▶ Extrait du texte:

::::::::::

Jeudi 15 octobre, un convoi se dirige vers Rennes : 12 lycéennes, masquées et déterminées, exceptionnellement accompagnées de 3 valeureux maris. Le but de l’expédition : Odorico, ou l’Italie en Bretagne.
Odorico, c’est l’histoire d’une dynastie de mosaïstes sur deux générations : 1882-1914 d’une part et 1914-1945 d’autre part. Deux frères, Vincent et Isidore Odorico, deux artisans mosaïstes talentueux, quittent Séquals, leur village du Frioul, pour la France, terre vierge de mosaïque, fuyant le marasme économique de leur région. Ils participent à la construction de l’Opéra Garnier à Paris sous la direction de leur compatriote, le réputé mosaïste Facchina. Celui-ci a remporté le chantier grâce à sa nouvelle technique : la céramique inversée, nettement plus rapide et donc moins onéreuse.

Après l’inauguration de l’Opéra, qui a fait connaître la mosaïque et leur savoir-faire, les deux frères travaillent à Tours pendant un an chez Novello, puis s’associent pour créer leur entreprise à Rennes en 1882. Ils excellent dans la reproduction d’œuvres classiques et bénéficient de l’essor du tourisme en Bretagne ainsi que la prise de conscience de l’hygiène. Ils savaient incorporer de petites pates de verre qui font ressortir les couleurs en jouent sur la lumière. Les commandent affluent. Quoi de plus facile que de lessiver ces surfaces à grande eau … Auprès des particuliers d’abord « paillassons » et couloirs des maisons, des magasins pour les sols et les façades, notamment boucheries et poissonneries, les salles de bain qui s’installent dans les maisons, les bains-douches, les piscines…Mais aussi les blocs-opératoires !

A partir de 1914, Isidore fils transforme l’artisanat en mosaïque artistique et industrielle : il a fréquenté l’école des Beaux-Arts de Rennes et voyagé en Europe centrale, où l’Art Déco est très en vogue. En 1992, il épouse Marcelle Favret, fille du mosaïste Pietro Favret. Ensemble ils participent à de nombreux chantiers, en collaboration avec des architectes et des artistes. L’entreprise compte alors jusqu’à 140 ouvriers, avec des succursales à Nantes, Angers, Dinard. Dans le grand Ouest, on répertorie 122 villes possédant des œuvres d’Odorico.
Mais la mosaïque devient peu à peu désuète, remplacée par le carrelage, le linoléum et la moquette. En 1945, Isidore Odorico décède et lui succède Pierre Janvier, un contremaitre, jusqu’à la fermeture de l’entreprise en 1978. Ce dernier a fait don au Musée de Bretagne de 999 dessins, esquisses, calques créés par la famille Odorico et ses successeurs.

::::::::::

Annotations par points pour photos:

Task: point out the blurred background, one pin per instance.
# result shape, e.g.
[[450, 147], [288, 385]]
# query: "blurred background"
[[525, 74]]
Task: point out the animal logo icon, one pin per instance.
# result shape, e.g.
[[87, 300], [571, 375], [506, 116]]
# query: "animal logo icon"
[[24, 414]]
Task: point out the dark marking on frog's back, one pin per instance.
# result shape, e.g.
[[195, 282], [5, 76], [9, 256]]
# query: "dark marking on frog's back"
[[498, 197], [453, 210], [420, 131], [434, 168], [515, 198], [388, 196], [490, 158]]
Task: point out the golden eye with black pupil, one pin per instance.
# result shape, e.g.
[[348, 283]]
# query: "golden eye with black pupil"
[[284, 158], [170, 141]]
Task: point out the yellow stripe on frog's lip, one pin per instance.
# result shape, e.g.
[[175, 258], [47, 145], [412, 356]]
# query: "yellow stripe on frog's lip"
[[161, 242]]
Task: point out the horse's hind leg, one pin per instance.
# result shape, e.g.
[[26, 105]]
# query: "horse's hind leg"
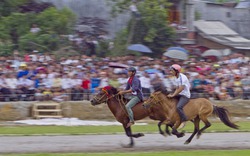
[[160, 130], [207, 124], [175, 132], [166, 130], [196, 122], [130, 134]]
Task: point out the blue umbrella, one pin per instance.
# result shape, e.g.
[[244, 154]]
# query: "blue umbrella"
[[152, 71], [139, 48], [177, 52]]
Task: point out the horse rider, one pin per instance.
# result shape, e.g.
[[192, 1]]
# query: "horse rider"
[[134, 87], [182, 90]]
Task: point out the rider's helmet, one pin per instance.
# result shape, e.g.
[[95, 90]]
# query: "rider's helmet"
[[176, 67], [132, 69]]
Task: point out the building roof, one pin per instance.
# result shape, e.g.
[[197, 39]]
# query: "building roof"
[[219, 32], [243, 5]]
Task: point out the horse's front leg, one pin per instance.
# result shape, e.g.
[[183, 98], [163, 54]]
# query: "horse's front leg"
[[167, 123], [160, 130], [174, 130], [129, 132]]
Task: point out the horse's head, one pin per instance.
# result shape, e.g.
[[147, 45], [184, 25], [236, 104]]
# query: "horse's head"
[[103, 95], [153, 99]]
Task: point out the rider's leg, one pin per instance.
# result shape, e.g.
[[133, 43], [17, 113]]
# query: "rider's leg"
[[181, 103], [129, 106]]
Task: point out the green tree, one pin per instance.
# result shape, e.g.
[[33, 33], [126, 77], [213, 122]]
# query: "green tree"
[[9, 6], [15, 28], [150, 29]]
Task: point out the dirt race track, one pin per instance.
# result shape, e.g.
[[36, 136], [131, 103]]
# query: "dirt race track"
[[112, 143]]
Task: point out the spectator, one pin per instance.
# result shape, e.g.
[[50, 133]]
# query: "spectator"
[[35, 29]]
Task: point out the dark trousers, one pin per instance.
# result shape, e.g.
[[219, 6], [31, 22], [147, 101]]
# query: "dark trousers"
[[181, 103]]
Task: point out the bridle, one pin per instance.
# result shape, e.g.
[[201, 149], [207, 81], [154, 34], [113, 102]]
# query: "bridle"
[[106, 94]]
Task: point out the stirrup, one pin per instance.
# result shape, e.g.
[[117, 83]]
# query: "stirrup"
[[182, 125], [130, 124]]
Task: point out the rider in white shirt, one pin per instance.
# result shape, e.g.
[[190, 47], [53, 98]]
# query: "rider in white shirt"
[[182, 90]]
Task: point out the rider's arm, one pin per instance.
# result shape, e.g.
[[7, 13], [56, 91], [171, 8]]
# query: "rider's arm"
[[178, 90]]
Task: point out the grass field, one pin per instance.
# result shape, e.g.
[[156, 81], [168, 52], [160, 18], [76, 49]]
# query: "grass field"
[[79, 130], [168, 153]]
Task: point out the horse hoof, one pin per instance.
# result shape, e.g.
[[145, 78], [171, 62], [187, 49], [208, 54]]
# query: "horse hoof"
[[198, 136], [127, 146], [181, 135]]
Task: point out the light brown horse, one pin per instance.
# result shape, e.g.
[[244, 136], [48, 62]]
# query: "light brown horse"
[[195, 110], [116, 104]]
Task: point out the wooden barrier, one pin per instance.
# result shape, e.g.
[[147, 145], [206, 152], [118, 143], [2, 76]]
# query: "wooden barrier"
[[46, 110]]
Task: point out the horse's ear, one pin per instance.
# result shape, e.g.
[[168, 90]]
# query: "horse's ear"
[[165, 91]]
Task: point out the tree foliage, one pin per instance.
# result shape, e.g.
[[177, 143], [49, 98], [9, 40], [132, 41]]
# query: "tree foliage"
[[15, 25], [151, 28], [9, 6]]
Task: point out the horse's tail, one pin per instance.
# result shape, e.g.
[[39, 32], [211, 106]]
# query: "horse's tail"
[[222, 113]]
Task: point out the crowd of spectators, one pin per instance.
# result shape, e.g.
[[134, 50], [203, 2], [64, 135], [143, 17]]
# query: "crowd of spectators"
[[42, 77]]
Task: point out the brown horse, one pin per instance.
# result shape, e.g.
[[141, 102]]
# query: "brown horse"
[[116, 104], [196, 110]]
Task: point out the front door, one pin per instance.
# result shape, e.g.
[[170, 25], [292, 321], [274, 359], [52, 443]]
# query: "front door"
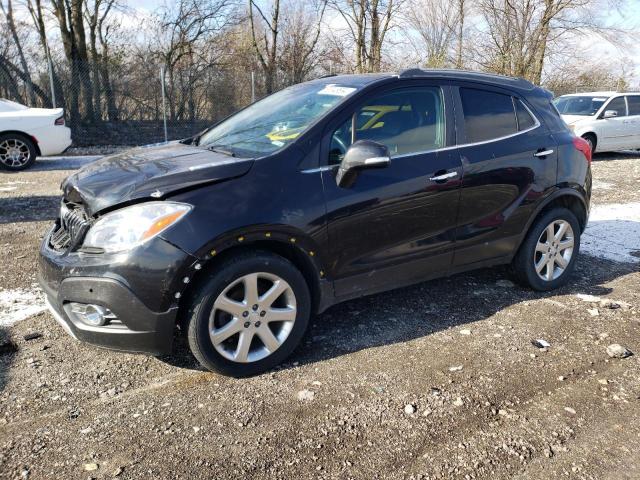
[[394, 225]]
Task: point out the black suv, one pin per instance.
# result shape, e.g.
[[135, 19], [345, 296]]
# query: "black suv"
[[325, 191]]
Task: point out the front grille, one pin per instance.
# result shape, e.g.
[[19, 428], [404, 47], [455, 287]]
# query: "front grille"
[[70, 227]]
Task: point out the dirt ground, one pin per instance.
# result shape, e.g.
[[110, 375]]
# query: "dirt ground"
[[439, 380]]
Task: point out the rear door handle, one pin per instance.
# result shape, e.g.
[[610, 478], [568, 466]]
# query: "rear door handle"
[[543, 153], [444, 176]]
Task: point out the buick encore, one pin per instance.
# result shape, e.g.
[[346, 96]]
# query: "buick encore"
[[323, 192]]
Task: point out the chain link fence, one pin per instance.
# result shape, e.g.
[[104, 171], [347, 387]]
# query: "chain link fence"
[[141, 104]]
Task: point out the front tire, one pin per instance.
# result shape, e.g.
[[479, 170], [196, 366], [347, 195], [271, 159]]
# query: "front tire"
[[548, 254], [249, 316], [17, 152]]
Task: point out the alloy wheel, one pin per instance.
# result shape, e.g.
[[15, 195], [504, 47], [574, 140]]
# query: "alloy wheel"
[[14, 152], [252, 317], [554, 250]]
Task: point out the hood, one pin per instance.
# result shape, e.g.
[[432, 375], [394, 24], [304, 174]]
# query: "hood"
[[154, 172], [571, 119]]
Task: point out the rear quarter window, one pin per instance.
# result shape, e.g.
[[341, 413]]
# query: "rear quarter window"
[[487, 115]]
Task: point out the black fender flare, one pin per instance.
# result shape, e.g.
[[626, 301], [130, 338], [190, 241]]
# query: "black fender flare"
[[561, 192]]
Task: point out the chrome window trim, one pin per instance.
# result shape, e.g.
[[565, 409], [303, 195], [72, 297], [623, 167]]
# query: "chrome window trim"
[[450, 147]]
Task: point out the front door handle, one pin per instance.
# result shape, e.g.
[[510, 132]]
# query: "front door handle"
[[543, 153], [444, 176]]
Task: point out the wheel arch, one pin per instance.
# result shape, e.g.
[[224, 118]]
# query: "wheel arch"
[[295, 249], [566, 198], [24, 134]]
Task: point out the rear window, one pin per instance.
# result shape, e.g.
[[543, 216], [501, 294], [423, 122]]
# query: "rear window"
[[618, 104], [487, 115], [9, 106]]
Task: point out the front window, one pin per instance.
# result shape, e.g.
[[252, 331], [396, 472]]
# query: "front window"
[[586, 105], [407, 121], [275, 121]]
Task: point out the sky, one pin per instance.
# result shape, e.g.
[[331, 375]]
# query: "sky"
[[593, 48]]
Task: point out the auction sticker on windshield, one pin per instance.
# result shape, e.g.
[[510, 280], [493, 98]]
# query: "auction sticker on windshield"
[[336, 90]]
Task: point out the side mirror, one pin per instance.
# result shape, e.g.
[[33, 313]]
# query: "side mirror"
[[362, 154]]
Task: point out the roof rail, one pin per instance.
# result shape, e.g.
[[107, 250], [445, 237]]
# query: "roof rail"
[[412, 72]]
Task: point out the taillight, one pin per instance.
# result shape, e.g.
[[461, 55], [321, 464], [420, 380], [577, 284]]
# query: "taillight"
[[583, 146]]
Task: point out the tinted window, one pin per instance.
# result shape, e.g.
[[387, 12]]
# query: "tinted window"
[[634, 104], [579, 104], [525, 120], [487, 115], [618, 105], [406, 121]]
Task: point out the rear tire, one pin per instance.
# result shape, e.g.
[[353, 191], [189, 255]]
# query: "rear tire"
[[592, 141], [545, 260], [17, 152], [249, 316]]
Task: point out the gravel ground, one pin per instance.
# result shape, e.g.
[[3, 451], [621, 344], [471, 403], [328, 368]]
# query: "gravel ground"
[[439, 380]]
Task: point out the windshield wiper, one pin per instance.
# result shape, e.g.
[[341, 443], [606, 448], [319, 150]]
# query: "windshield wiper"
[[221, 149]]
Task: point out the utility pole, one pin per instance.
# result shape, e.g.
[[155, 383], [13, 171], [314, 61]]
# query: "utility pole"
[[164, 108]]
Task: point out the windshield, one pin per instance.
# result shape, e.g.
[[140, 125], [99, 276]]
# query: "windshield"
[[275, 121], [579, 104], [9, 106]]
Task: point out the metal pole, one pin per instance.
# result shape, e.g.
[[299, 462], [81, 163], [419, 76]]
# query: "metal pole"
[[164, 108], [253, 87], [51, 85]]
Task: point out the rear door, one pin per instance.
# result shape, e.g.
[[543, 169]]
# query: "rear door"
[[509, 162], [614, 132], [395, 225], [633, 121]]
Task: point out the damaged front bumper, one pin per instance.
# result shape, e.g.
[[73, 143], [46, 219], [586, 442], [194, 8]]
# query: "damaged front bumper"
[[137, 287]]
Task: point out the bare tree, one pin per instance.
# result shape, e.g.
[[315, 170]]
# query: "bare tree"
[[437, 24], [300, 35], [521, 32], [368, 22], [267, 48], [8, 14]]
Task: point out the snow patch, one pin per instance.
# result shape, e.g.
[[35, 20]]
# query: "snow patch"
[[64, 163], [613, 232], [19, 304], [600, 185]]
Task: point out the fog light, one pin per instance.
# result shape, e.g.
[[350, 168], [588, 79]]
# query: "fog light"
[[93, 315]]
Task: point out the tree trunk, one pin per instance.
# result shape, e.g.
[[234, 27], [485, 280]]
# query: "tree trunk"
[[8, 13]]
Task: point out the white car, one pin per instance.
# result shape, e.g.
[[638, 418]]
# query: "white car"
[[26, 133], [609, 121]]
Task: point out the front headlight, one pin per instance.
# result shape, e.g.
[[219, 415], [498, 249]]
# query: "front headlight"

::::::::::

▶ Consignes:
[1] Répondez à ces questions sur le texte consacré à Odorico :
(a) De quel village et de quelle région les frères Vincent et Isidore Odorico sont-ils partis ?
(b) En quelle année les deux frères fondent-ils leur entreprise à Rennes ?
(c) Combien de dessins, esquisses et calques Pierre Janvier a-t-il donnés au Musée de Bretagne ?
[2] Dans les entrées, partez de la ligne qui contient « Task: point out the crowd » et arrêtez-vous après celle qui contient « [[116, 104], [196, 110]] ». Présentez ces lignes sous forme de liste JSON de chaînes, une chaîne par ligne, sans les lignes vides.
Ces entrées n'ont aucun lien avec le texte.

▶ Corrigé:
[1]
(a) De Séquals, leur village du Frioul.
(b) En 1882.
(c) 999.

[2]
[
  "Task: point out the crowd of spectators, one pin per instance.",
  "# result shape, e.g.",
  "[[134, 50], [203, 2], [64, 135], [143, 17]]",
  "# query: \"crowd of spectators\"",
  "[[42, 77]]",
  "Task: point out the brown horse, one pin per instance.",
  "# result shape, e.g.",
  "[[141, 102]]",
  "# query: \"brown horse\"",
  "[[116, 104], [196, 110]]"
]